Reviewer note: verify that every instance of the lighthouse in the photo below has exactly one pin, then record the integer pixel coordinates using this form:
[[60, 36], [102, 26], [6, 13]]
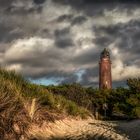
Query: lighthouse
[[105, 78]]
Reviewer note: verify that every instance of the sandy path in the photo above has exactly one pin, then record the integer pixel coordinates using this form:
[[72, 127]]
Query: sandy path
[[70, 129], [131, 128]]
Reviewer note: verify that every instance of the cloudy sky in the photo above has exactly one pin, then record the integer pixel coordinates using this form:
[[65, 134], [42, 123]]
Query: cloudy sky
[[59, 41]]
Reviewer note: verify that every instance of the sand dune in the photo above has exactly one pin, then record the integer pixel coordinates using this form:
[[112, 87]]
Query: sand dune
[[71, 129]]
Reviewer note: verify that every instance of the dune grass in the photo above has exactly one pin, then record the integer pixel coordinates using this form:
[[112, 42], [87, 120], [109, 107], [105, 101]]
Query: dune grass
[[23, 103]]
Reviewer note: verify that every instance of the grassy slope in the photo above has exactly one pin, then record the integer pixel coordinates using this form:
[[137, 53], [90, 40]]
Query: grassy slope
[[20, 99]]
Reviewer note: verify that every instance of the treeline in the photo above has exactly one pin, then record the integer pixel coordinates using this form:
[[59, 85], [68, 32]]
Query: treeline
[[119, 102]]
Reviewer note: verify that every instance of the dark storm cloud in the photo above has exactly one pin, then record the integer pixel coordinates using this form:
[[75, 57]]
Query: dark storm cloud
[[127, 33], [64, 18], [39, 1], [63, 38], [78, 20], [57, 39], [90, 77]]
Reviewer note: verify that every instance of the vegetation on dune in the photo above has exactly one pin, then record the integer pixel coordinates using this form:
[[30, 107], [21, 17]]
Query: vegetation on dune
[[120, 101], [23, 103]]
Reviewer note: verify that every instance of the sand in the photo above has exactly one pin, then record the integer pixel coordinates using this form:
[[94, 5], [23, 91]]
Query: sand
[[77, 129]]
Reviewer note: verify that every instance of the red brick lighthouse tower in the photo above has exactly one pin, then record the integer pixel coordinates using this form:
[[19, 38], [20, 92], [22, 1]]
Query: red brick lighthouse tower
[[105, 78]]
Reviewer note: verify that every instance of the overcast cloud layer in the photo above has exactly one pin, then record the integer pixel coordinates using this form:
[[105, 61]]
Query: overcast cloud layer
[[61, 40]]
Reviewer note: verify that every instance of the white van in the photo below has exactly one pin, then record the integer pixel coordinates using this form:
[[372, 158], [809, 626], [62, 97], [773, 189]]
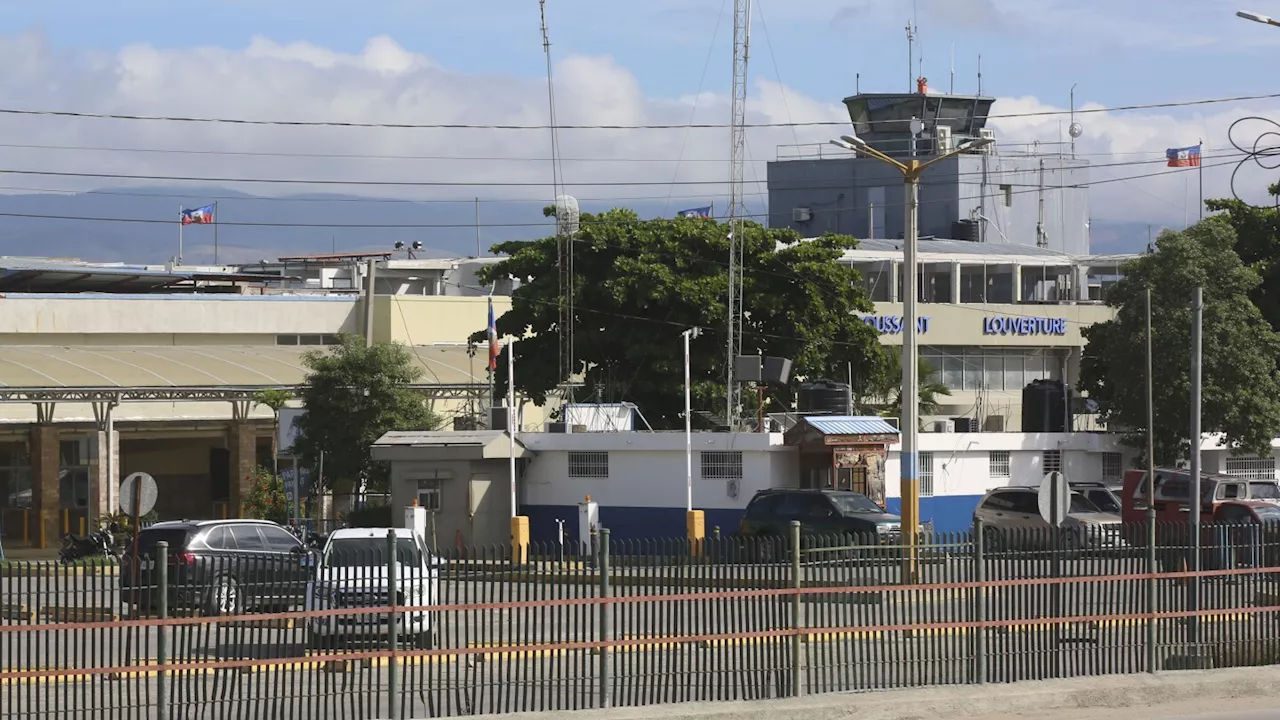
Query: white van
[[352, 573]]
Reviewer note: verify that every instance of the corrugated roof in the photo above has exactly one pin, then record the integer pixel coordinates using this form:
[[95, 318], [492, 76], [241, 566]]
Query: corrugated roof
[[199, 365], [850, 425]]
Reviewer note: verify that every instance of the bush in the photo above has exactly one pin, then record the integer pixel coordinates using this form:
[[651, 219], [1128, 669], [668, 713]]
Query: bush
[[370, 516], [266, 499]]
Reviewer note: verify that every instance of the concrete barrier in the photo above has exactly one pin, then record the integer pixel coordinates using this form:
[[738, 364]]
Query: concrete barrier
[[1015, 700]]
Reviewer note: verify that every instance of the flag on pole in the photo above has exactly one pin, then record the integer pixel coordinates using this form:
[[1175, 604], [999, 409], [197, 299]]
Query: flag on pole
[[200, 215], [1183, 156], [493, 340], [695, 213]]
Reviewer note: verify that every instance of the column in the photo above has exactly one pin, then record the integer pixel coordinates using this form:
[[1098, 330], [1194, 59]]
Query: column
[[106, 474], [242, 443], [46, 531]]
——————
Action item: Look through the entries above and quote exactly the lines from the line with "Reviewer note: verify that every instance of the sandy" to the line with "[[65, 134], [42, 123]]", counting both of those lines.

The answer:
Reviewer note: verify that every instance of the sandy path in the photo above has exactly one pin, then record the integer pixel coordinates using this form:
[[72, 127]]
Query: sandy path
[[70, 129], [131, 128]]
Reviewer note: verify that every instance of the cloudy sky in the photo above has exactly one pin, then record the integer pixel coordinates using this form:
[[65, 134], [42, 123]]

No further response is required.